Referring expression grounding data
════════
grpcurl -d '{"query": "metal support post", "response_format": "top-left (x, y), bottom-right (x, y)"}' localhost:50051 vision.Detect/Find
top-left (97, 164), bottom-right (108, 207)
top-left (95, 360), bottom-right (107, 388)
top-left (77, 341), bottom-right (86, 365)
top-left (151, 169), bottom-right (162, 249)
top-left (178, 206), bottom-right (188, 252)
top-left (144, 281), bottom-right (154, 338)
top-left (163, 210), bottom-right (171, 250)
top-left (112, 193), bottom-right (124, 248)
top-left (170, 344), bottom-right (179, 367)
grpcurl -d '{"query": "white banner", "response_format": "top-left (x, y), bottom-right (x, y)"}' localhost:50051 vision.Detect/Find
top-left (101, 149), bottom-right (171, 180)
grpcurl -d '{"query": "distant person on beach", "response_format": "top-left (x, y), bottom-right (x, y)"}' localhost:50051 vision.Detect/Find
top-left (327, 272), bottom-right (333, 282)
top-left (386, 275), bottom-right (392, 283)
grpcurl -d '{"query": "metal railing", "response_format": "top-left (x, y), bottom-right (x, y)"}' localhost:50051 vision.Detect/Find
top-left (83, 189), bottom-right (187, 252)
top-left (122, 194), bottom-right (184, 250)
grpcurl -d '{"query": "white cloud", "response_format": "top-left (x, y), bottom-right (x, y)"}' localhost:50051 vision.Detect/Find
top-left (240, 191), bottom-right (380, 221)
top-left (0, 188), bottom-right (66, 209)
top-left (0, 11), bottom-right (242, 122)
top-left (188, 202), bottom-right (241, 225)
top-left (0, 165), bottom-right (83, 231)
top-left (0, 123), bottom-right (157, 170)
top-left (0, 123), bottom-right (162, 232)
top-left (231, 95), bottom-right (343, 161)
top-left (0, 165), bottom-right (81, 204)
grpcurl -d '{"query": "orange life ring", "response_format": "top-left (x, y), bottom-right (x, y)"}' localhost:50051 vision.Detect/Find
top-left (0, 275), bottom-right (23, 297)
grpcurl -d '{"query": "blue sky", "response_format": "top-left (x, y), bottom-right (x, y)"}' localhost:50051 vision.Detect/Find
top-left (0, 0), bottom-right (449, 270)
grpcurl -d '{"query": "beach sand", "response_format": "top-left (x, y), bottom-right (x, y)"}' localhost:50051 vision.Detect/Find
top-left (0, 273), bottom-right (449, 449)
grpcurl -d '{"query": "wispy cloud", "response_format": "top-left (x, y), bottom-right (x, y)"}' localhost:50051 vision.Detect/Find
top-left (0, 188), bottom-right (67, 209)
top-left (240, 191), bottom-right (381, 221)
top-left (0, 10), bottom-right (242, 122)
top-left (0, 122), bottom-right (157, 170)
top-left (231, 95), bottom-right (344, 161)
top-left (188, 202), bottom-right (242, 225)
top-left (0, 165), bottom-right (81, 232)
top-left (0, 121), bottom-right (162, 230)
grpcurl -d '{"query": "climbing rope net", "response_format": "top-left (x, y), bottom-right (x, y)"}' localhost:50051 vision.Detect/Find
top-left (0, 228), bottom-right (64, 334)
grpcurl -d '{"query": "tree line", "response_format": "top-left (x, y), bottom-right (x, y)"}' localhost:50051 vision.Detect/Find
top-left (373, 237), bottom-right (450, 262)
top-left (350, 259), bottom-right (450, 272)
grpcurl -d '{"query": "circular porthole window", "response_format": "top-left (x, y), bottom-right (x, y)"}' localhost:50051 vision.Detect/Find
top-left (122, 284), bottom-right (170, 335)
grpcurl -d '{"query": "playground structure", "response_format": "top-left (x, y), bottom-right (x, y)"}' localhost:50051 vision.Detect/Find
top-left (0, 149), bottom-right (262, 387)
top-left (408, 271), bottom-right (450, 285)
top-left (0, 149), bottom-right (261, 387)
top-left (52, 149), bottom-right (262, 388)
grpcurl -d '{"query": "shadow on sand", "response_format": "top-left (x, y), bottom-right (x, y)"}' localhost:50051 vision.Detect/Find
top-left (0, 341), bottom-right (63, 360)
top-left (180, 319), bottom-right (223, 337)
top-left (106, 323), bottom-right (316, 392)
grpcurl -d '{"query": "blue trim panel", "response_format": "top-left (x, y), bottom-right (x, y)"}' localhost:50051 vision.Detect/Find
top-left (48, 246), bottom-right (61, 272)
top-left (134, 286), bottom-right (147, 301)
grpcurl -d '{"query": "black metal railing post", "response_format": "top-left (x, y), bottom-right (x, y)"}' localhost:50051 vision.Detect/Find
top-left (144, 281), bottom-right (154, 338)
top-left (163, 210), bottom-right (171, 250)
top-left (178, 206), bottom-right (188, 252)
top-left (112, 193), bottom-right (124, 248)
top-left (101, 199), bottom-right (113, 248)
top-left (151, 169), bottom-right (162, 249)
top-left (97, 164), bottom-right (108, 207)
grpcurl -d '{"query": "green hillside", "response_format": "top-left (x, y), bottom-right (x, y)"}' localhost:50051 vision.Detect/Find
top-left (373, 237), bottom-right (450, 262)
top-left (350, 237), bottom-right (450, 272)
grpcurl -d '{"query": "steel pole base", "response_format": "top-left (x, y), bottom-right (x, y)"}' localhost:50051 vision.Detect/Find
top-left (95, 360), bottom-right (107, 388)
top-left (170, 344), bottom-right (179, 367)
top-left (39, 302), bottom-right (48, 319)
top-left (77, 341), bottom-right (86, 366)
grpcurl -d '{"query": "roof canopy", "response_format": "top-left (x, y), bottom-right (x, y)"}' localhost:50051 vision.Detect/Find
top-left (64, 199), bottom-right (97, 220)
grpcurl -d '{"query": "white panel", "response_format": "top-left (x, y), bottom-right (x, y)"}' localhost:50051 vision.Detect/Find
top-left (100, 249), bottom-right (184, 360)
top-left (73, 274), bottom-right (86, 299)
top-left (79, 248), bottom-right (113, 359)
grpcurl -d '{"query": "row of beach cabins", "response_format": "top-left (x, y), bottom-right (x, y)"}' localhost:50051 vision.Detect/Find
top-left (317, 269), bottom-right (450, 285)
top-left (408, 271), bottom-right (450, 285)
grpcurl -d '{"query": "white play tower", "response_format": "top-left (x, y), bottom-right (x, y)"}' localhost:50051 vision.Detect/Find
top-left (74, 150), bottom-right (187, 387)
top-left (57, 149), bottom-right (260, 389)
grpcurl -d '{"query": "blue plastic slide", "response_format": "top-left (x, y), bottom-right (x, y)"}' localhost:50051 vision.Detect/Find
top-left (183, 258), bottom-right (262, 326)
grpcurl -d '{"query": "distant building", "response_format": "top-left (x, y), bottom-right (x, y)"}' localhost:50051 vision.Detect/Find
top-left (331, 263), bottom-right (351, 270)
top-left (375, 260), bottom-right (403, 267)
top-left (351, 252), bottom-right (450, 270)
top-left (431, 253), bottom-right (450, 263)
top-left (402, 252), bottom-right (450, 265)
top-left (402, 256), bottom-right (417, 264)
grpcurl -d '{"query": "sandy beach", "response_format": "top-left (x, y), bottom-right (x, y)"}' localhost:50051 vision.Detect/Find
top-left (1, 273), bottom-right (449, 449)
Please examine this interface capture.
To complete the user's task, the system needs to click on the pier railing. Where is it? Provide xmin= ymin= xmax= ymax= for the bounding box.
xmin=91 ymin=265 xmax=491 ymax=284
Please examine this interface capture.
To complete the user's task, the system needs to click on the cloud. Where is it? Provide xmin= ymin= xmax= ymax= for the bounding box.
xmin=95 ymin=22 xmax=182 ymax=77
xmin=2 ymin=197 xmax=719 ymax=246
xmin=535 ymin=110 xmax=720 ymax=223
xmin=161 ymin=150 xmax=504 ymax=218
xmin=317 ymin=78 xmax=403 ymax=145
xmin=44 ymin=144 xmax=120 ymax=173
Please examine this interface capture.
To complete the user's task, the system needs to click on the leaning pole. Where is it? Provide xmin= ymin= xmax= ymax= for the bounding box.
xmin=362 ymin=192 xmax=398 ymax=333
════════
Copy out the line holding "on the pier". Then copy every later line of the data, unchanged, through the last one.

### EXERCISE SOLUTION
To complete the user's task, the system needs to click on the pier railing. Where is it? Provide xmin= ymin= xmax= ymax= for the bounding box.
xmin=91 ymin=265 xmax=491 ymax=284
Please examine this interface capture.
To complete the user's task, the system needs to click on the cloud. Where is it? Provide xmin= ymin= xmax= ymax= for the bounding box.
xmin=95 ymin=22 xmax=182 ymax=77
xmin=2 ymin=197 xmax=719 ymax=246
xmin=535 ymin=110 xmax=720 ymax=223
xmin=161 ymin=150 xmax=504 ymax=218
xmin=317 ymin=78 xmax=403 ymax=145
xmin=44 ymin=144 xmax=120 ymax=173
Please examine this interface capture.
To complete the user's task, the system needs to click on the leaning pole. Where is it? Provide xmin= ymin= xmax= ymax= for the bounding box.
xmin=362 ymin=192 xmax=398 ymax=333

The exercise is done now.